#### Data shown ####

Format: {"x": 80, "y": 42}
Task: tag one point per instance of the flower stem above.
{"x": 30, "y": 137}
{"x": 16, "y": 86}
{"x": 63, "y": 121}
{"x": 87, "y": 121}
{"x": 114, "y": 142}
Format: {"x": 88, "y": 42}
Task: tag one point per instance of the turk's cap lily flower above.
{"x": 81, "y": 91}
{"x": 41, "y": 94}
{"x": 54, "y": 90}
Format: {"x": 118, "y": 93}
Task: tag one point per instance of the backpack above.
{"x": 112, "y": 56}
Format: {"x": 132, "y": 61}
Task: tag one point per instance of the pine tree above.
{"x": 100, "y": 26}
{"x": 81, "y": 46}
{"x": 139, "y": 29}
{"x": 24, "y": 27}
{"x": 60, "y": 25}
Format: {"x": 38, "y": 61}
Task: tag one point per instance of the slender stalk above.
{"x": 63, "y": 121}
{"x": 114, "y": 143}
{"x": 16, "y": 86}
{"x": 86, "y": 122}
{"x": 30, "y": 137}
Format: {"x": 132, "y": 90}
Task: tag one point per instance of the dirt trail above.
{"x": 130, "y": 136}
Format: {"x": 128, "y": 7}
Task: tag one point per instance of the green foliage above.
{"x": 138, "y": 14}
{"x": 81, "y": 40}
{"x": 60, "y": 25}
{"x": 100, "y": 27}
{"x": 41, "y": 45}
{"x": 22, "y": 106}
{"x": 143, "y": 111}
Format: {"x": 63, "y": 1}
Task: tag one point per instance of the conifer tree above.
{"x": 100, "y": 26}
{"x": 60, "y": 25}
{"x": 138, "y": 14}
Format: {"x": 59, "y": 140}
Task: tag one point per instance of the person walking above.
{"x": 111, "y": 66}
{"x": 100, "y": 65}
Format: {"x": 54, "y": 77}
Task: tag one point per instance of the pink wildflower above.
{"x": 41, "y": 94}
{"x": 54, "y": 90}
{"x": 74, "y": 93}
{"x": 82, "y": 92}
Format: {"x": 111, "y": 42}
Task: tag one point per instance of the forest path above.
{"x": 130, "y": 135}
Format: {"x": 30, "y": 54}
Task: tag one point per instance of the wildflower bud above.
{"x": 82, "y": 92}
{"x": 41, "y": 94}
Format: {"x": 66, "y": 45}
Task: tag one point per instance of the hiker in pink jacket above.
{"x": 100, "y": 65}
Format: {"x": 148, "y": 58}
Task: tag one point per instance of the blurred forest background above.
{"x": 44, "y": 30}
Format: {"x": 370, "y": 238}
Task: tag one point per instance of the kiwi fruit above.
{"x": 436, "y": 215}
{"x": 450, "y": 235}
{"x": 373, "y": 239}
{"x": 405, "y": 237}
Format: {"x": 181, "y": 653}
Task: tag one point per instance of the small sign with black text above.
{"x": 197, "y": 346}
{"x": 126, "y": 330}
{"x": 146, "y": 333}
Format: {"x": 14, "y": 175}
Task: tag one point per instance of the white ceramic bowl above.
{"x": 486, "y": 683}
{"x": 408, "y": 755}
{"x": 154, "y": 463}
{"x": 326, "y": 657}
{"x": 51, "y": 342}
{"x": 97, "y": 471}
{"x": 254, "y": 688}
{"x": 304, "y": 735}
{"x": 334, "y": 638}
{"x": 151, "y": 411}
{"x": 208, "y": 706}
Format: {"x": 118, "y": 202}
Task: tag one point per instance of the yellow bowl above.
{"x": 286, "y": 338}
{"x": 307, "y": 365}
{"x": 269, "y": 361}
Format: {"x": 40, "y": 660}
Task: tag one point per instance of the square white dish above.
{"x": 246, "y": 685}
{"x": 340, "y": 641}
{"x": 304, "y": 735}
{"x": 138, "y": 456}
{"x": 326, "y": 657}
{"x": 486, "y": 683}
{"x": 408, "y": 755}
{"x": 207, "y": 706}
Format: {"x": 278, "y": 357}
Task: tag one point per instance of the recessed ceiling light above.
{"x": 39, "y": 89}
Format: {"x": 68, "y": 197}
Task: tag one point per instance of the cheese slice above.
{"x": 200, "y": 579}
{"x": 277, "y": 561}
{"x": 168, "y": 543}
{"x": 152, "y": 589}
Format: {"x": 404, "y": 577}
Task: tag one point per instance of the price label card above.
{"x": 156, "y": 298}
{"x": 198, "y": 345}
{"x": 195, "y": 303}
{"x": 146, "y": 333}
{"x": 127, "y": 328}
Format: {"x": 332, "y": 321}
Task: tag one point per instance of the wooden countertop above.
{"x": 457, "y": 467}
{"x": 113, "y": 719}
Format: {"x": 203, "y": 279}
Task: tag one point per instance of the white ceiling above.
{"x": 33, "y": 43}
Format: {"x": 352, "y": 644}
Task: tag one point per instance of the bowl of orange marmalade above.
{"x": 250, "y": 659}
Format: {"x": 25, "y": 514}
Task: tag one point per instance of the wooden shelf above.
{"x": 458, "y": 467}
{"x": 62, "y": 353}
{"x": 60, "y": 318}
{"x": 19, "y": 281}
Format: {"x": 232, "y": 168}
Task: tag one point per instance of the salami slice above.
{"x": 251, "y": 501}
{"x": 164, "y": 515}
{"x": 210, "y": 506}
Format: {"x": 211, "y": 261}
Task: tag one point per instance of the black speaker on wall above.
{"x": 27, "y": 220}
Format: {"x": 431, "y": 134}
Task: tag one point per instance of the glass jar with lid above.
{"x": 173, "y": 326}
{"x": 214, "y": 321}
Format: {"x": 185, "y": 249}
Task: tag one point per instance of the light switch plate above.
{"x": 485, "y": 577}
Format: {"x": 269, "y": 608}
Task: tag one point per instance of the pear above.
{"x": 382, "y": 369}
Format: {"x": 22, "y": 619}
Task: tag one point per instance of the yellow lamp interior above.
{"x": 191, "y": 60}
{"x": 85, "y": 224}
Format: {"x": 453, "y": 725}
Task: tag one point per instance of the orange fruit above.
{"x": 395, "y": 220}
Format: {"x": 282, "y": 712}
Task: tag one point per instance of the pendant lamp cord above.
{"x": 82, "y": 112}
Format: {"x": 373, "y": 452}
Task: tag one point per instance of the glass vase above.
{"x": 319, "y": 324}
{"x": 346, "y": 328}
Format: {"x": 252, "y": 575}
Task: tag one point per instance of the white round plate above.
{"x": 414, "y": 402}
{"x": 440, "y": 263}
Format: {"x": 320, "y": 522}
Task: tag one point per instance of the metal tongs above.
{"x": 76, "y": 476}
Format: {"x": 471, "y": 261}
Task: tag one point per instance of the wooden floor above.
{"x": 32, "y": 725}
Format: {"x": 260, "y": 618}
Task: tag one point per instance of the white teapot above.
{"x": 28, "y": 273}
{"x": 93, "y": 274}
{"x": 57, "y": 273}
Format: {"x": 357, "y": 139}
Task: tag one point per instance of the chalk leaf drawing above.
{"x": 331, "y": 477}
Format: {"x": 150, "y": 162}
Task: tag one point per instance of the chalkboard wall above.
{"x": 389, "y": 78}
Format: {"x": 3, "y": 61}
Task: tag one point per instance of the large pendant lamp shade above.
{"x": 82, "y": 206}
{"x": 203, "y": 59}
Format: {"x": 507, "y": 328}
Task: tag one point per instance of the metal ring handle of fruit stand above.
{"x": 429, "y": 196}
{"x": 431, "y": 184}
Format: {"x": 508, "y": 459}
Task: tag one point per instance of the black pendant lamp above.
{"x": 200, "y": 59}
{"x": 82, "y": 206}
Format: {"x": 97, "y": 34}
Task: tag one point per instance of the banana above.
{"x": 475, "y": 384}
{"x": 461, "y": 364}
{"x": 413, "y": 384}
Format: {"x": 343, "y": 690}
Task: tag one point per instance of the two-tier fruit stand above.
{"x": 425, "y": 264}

####

Problem description:
Go through the entries and restate each one exactly.

Solution below:
Format: {"x": 80, "y": 42}
Task: tag one point per instance of the flower stem above.
{"x": 30, "y": 137}
{"x": 16, "y": 86}
{"x": 63, "y": 121}
{"x": 87, "y": 121}
{"x": 114, "y": 142}
Format: {"x": 88, "y": 42}
Task: tag one point per instance of the turk's cap lily flower above.
{"x": 81, "y": 91}
{"x": 41, "y": 94}
{"x": 54, "y": 90}
Format: {"x": 118, "y": 93}
Task: tag one point per instance of the backpack above.
{"x": 112, "y": 56}
Format: {"x": 132, "y": 61}
Task: tag one point per instance of the pine tree above.
{"x": 100, "y": 26}
{"x": 81, "y": 46}
{"x": 139, "y": 29}
{"x": 24, "y": 27}
{"x": 60, "y": 25}
Format: {"x": 38, "y": 61}
Task: tag one point per instance of the slender stalk above.
{"x": 63, "y": 121}
{"x": 114, "y": 143}
{"x": 16, "y": 86}
{"x": 86, "y": 122}
{"x": 30, "y": 137}
Format: {"x": 132, "y": 90}
Task: tag one point per instance of the dirt trail above.
{"x": 130, "y": 136}
Format: {"x": 128, "y": 7}
Task: tag one point per instance of the green foliage above.
{"x": 138, "y": 14}
{"x": 81, "y": 40}
{"x": 60, "y": 25}
{"x": 100, "y": 27}
{"x": 41, "y": 45}
{"x": 22, "y": 106}
{"x": 143, "y": 111}
Format: {"x": 63, "y": 1}
Task: tag one point per instance of the conifer tree above.
{"x": 100, "y": 26}
{"x": 60, "y": 25}
{"x": 138, "y": 14}
Format: {"x": 59, "y": 140}
Task: tag one point per instance of the person walking above.
{"x": 111, "y": 66}
{"x": 100, "y": 65}
Format: {"x": 54, "y": 77}
Task: tag one point per instance of the pink wildflower above.
{"x": 41, "y": 94}
{"x": 54, "y": 90}
{"x": 74, "y": 93}
{"x": 82, "y": 92}
Format: {"x": 111, "y": 42}
Task: tag one point per instance of the forest path above.
{"x": 130, "y": 135}
Format: {"x": 30, "y": 54}
Task: tag one point per instance of the wildflower bud above.
{"x": 82, "y": 92}
{"x": 41, "y": 94}
Format: {"x": 66, "y": 45}
Task: tag one point per instance of the hiker in pink jacket above.
{"x": 100, "y": 65}
Format: {"x": 148, "y": 58}
Task: tag one point per instance of the blurred forest background above.
{"x": 44, "y": 30}
Format: {"x": 370, "y": 238}
Task: tag one point per instance of the kiwi fruit above.
{"x": 436, "y": 215}
{"x": 450, "y": 235}
{"x": 373, "y": 239}
{"x": 405, "y": 237}
Format: {"x": 181, "y": 653}
Task: tag one point per instance of the small sign with black text above.
{"x": 197, "y": 346}
{"x": 126, "y": 330}
{"x": 146, "y": 333}
Format: {"x": 14, "y": 175}
Task: tag one point per instance of the white ceramic bowl above.
{"x": 486, "y": 683}
{"x": 408, "y": 755}
{"x": 154, "y": 463}
{"x": 326, "y": 657}
{"x": 51, "y": 342}
{"x": 97, "y": 471}
{"x": 254, "y": 688}
{"x": 304, "y": 735}
{"x": 334, "y": 638}
{"x": 151, "y": 411}
{"x": 208, "y": 706}
Format: {"x": 118, "y": 202}
Task: tag one point per instance of the yellow bowl above.
{"x": 286, "y": 338}
{"x": 307, "y": 365}
{"x": 269, "y": 361}
Format: {"x": 40, "y": 660}
Task: tag one point per instance of the square white dish above.
{"x": 246, "y": 685}
{"x": 340, "y": 641}
{"x": 304, "y": 735}
{"x": 138, "y": 456}
{"x": 326, "y": 657}
{"x": 486, "y": 683}
{"x": 408, "y": 755}
{"x": 207, "y": 706}
Format: {"x": 278, "y": 357}
Task: tag one point per instance of the recessed ceiling light above.
{"x": 39, "y": 89}
Format: {"x": 68, "y": 197}
Task: tag one point per instance of the cheese slice above.
{"x": 200, "y": 579}
{"x": 277, "y": 561}
{"x": 168, "y": 543}
{"x": 152, "y": 589}
Format: {"x": 404, "y": 577}
Task: tag one point per instance of the price label card above.
{"x": 156, "y": 298}
{"x": 198, "y": 345}
{"x": 195, "y": 303}
{"x": 146, "y": 333}
{"x": 127, "y": 328}
Format: {"x": 332, "y": 321}
Task: tag one point per instance of the wooden countertop above.
{"x": 457, "y": 467}
{"x": 113, "y": 719}
Format: {"x": 203, "y": 279}
Task: tag one point per instance of the white ceiling above.
{"x": 33, "y": 43}
Format: {"x": 352, "y": 644}
Task: tag one point per instance of the bowl of orange marmalade above.
{"x": 250, "y": 659}
Format: {"x": 25, "y": 514}
Task: tag one point per instance of the wooden shelf above.
{"x": 458, "y": 467}
{"x": 62, "y": 353}
{"x": 60, "y": 318}
{"x": 19, "y": 281}
Format: {"x": 232, "y": 168}
Task: tag one point per instance of the salami slice above.
{"x": 251, "y": 501}
{"x": 164, "y": 515}
{"x": 210, "y": 506}
Format: {"x": 211, "y": 261}
Task: tag one point per instance of the black speaker on wall above.
{"x": 27, "y": 220}
Format: {"x": 431, "y": 134}
Task: tag one point per instance of the glass jar with lid above.
{"x": 173, "y": 326}
{"x": 214, "y": 321}
Format: {"x": 185, "y": 249}
Task: tag one point per instance of the light switch plate above.
{"x": 485, "y": 577}
Format: {"x": 269, "y": 608}
Task: tag one point per instance of the pear above.
{"x": 382, "y": 369}
Format: {"x": 22, "y": 619}
Task: tag one point per instance of the yellow lamp interior above.
{"x": 191, "y": 60}
{"x": 85, "y": 224}
Format: {"x": 453, "y": 725}
Task: tag one point per instance of the orange fruit above.
{"x": 395, "y": 220}
Format: {"x": 282, "y": 712}
Task: tag one point per instance of the pendant lamp cord above.
{"x": 82, "y": 112}
Format: {"x": 373, "y": 452}
Task: tag one point per instance of the glass vase above.
{"x": 319, "y": 324}
{"x": 346, "y": 328}
Format: {"x": 252, "y": 575}
Task: tag one point per instance of the white round plate above.
{"x": 414, "y": 402}
{"x": 440, "y": 263}
Format: {"x": 320, "y": 522}
Task: tag one point per instance of the metal tongs above.
{"x": 76, "y": 476}
Format: {"x": 471, "y": 261}
Task: tag one point per instance of the wooden floor above.
{"x": 32, "y": 725}
Format: {"x": 260, "y": 618}
Task: tag one point per instance of the white teapot above.
{"x": 28, "y": 273}
{"x": 93, "y": 274}
{"x": 57, "y": 273}
Format: {"x": 357, "y": 139}
Task: tag one point per instance of the chalk leaf drawing above.
{"x": 331, "y": 477}
Format: {"x": 150, "y": 162}
Task: tag one point per instance of the chalkboard wall above.
{"x": 389, "y": 78}
Format: {"x": 3, "y": 61}
Task: tag one point per instance of the large pendant lamp shade above.
{"x": 82, "y": 206}
{"x": 203, "y": 59}
Format: {"x": 507, "y": 328}
Task: tag one point per instance of the metal ring handle of fruit stand above.
{"x": 429, "y": 196}
{"x": 431, "y": 184}
Format: {"x": 508, "y": 459}
Task: tag one point per instance of the black pendant lamp above.
{"x": 200, "y": 59}
{"x": 82, "y": 206}
Format: {"x": 97, "y": 34}
Task: tag one point per instance of the banana above.
{"x": 475, "y": 384}
{"x": 461, "y": 364}
{"x": 413, "y": 384}
Format: {"x": 343, "y": 690}
Task: tag one point per instance of the two-tier fruit stand above.
{"x": 425, "y": 264}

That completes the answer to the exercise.